━━━━━ Data rows ━━━━━

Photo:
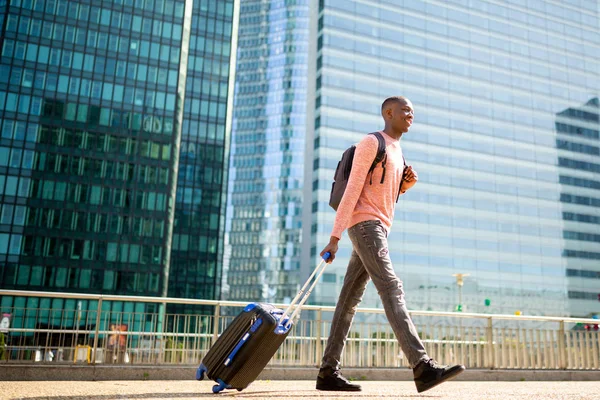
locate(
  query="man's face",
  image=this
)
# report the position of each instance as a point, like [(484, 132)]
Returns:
[(402, 115)]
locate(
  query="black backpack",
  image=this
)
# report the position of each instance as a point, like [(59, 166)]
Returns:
[(342, 172)]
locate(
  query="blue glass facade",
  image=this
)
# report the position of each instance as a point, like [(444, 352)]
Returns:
[(505, 142), (96, 100), (198, 230), (267, 154)]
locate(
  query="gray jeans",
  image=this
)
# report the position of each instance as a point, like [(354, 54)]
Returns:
[(370, 260)]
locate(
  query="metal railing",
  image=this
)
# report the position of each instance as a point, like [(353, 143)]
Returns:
[(103, 336)]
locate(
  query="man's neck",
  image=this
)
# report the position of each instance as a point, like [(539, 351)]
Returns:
[(392, 133)]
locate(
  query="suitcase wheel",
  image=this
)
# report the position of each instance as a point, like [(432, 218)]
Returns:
[(200, 372), (221, 385)]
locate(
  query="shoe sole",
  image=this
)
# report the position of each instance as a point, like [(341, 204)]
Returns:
[(446, 378), (339, 389)]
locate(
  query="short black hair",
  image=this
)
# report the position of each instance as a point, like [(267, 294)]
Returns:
[(393, 99)]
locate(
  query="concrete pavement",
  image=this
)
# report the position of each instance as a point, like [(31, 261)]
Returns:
[(295, 390)]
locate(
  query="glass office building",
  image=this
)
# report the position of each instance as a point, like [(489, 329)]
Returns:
[(505, 143), (267, 152), (93, 119), (199, 225)]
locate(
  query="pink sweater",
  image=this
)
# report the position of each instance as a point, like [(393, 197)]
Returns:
[(363, 201)]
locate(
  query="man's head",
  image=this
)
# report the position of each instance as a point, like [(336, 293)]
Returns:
[(398, 113)]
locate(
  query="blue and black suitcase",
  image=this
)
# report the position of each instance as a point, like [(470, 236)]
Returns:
[(250, 341)]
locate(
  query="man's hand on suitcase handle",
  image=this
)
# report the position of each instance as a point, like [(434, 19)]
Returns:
[(331, 248)]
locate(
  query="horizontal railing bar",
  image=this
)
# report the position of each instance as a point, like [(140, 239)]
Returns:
[(223, 303)]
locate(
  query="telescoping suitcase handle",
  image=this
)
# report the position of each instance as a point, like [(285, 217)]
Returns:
[(303, 294)]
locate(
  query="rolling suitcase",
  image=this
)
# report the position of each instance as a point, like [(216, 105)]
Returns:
[(250, 341)]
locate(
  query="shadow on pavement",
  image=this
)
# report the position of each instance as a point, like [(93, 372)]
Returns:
[(300, 394)]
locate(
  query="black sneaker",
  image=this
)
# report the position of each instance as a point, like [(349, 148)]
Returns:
[(330, 379), (429, 374)]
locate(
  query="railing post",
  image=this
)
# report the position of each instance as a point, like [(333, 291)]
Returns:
[(562, 349), (319, 334), (490, 340), (97, 331), (216, 323)]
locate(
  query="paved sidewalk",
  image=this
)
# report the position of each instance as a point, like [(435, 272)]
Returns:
[(295, 390)]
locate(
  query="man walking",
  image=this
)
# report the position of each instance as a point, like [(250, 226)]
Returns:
[(367, 210)]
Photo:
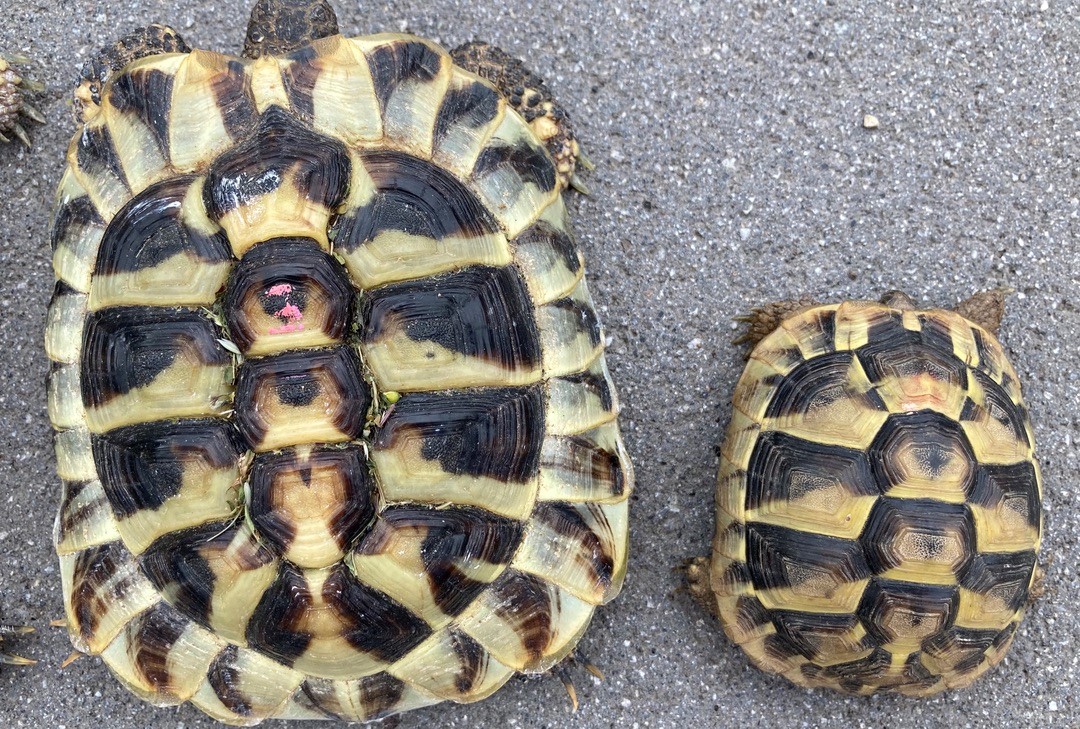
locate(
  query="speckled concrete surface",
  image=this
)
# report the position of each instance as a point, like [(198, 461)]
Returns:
[(733, 167)]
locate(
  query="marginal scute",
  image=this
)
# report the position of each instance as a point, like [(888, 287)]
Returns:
[(212, 109), (409, 77), (242, 686), (84, 518), (283, 180), (515, 175), (549, 257), (162, 656), (78, 228), (365, 699), (588, 467), (336, 90), (453, 665), (104, 591)]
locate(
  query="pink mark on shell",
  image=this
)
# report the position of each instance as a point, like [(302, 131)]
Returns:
[(289, 311)]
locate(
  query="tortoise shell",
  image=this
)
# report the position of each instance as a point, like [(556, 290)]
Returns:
[(879, 503), (332, 413)]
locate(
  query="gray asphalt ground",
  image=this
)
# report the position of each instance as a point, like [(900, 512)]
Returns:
[(733, 167)]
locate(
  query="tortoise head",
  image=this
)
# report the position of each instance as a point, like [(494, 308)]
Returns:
[(278, 27)]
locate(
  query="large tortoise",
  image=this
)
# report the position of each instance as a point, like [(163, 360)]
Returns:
[(333, 418), (878, 511)]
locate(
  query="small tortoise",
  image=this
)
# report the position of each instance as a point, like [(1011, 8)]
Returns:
[(879, 503), (333, 418), (13, 105)]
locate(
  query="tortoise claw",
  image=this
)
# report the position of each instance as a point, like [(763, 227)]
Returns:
[(34, 113)]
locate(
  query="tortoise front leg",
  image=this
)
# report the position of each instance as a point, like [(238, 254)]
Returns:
[(149, 41), (529, 95)]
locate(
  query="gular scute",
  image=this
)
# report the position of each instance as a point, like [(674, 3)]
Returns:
[(881, 503), (337, 433)]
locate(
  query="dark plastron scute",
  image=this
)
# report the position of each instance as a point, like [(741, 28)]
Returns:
[(863, 497)]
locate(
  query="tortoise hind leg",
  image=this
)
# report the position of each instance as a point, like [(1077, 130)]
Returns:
[(8, 658), (529, 95), (149, 41), (986, 309)]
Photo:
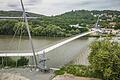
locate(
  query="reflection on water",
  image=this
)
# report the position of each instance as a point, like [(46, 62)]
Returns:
[(75, 51)]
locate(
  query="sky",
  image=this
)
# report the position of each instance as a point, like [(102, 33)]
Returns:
[(55, 7)]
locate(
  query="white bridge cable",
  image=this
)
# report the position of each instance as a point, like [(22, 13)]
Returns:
[(49, 48)]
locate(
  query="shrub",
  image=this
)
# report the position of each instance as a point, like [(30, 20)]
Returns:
[(22, 61), (105, 59)]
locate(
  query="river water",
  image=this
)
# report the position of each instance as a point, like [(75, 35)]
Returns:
[(74, 52)]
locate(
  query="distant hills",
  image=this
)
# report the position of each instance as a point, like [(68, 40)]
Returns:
[(17, 14)]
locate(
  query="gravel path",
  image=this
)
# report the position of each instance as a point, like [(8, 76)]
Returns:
[(24, 74)]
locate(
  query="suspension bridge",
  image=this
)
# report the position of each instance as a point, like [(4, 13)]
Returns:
[(46, 50)]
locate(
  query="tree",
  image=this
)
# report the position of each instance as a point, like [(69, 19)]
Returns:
[(22, 61), (105, 59)]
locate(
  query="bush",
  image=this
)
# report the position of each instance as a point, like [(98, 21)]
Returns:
[(105, 59)]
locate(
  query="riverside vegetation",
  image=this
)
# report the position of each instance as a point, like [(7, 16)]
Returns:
[(58, 25)]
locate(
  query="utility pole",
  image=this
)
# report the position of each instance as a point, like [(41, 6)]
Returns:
[(29, 34)]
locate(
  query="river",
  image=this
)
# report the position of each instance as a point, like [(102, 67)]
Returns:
[(75, 52)]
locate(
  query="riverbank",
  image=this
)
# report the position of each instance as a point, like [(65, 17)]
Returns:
[(71, 77), (24, 74), (9, 76)]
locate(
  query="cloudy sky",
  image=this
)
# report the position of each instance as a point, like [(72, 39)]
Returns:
[(53, 7)]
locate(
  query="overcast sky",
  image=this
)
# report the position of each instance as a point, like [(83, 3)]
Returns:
[(53, 7)]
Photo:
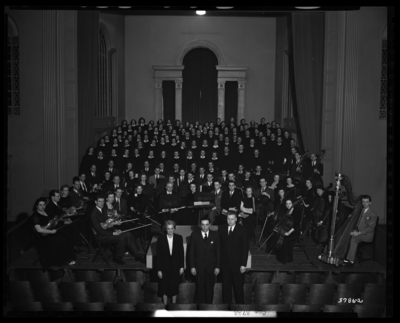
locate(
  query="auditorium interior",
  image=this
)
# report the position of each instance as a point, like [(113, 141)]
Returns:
[(318, 75)]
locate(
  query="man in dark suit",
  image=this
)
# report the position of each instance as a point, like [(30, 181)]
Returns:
[(234, 253), (122, 241), (364, 232), (205, 260)]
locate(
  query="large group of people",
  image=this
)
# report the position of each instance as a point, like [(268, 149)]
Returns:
[(254, 175)]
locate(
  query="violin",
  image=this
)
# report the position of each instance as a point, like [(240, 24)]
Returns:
[(284, 225)]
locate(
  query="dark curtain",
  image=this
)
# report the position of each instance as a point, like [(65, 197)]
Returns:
[(88, 49), (169, 100), (200, 87), (308, 30), (231, 100)]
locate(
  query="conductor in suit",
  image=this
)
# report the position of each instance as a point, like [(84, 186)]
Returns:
[(170, 262), (234, 253), (205, 260), (364, 231)]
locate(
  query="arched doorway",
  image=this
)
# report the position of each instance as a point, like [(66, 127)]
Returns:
[(200, 86)]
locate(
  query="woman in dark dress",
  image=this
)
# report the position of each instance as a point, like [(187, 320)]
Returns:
[(56, 248), (170, 262)]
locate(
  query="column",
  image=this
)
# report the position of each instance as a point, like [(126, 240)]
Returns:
[(50, 67), (221, 100), (178, 101), (158, 100), (241, 100)]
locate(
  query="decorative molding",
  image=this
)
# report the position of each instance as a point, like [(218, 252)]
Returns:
[(196, 44)]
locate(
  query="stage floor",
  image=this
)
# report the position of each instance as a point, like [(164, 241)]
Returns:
[(259, 262)]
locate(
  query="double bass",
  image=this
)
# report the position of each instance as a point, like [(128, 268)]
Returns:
[(336, 250)]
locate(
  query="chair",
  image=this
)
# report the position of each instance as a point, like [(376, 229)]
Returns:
[(217, 299), (267, 293), (150, 293), (86, 276), (374, 294), (346, 291), (186, 293), (362, 244), (100, 248), (108, 275), (244, 307), (37, 275), (358, 278), (181, 307), (73, 292), (89, 307), (337, 308), (58, 306), (368, 311), (294, 294), (150, 307), (46, 292), (309, 278), (120, 307), (128, 292), (275, 307), (306, 308), (321, 294), (101, 292), (27, 307), (20, 292), (213, 307)]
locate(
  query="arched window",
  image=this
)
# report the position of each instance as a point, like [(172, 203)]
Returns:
[(384, 67), (13, 77), (105, 77)]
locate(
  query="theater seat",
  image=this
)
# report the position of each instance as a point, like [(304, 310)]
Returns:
[(181, 307), (294, 294), (58, 306), (275, 307), (368, 311), (89, 307), (186, 293), (244, 307), (150, 307), (73, 292), (267, 293), (46, 292), (27, 307), (101, 292), (128, 292), (120, 307), (306, 308), (20, 292), (213, 307), (321, 294)]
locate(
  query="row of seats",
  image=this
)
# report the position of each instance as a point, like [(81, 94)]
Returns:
[(363, 311), (133, 292), (35, 275)]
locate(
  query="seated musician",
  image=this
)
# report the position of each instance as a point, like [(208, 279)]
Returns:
[(284, 253), (230, 200), (76, 194), (123, 240), (57, 248), (364, 231), (216, 210), (169, 202), (247, 213)]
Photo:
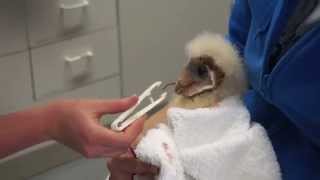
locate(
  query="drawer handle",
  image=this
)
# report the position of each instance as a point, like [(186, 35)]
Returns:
[(88, 55), (80, 4)]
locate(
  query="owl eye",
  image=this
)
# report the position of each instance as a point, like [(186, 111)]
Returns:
[(202, 71)]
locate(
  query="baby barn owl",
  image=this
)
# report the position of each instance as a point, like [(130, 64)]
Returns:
[(214, 71)]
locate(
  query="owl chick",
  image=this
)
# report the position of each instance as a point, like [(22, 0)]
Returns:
[(214, 71)]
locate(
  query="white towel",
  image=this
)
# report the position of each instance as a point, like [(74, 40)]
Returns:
[(210, 143)]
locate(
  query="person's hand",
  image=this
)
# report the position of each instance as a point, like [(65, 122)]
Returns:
[(75, 123), (124, 167)]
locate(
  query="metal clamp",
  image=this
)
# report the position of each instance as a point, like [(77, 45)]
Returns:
[(124, 121)]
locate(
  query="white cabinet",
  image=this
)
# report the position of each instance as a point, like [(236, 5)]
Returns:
[(13, 26), (74, 63), (53, 20), (15, 82), (154, 34), (82, 169)]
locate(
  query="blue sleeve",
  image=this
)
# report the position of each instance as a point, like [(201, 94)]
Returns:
[(239, 24), (295, 85)]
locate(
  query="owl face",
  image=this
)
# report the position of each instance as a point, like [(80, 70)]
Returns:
[(200, 75)]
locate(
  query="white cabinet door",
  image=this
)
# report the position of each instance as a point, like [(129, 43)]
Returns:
[(13, 26), (15, 82), (78, 170), (154, 34), (53, 20), (75, 63)]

━━━━━

Problem to work on
Please tally the lines in the data above that contain the string "large", and reply with only that number.

Solution to this problem
2